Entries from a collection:
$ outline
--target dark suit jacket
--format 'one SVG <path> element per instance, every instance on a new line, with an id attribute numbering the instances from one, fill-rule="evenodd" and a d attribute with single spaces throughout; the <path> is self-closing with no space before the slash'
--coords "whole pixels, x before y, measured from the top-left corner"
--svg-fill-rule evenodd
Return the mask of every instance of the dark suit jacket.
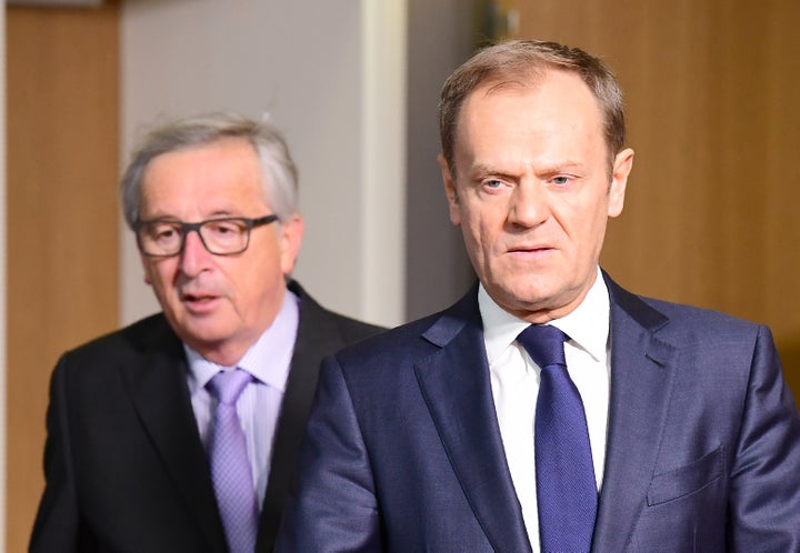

Goal
Return every line of the records above without any changes, omitting the pictures.

Answer to the task
$ outline
--target dark suit jacket
--format 'one SVG <path> element per instance, every instance on a new line, with an id attribute numbering the instances from one, fill-rule="evenodd" and a d attribute with single spaces throughout; the <path> is self-closing with no space before the slash'
--coords "whole pixels, x before y, measured from the top-left corner"
--svg-fill-rule evenodd
Return the mask of every instance of the dark suit jacket.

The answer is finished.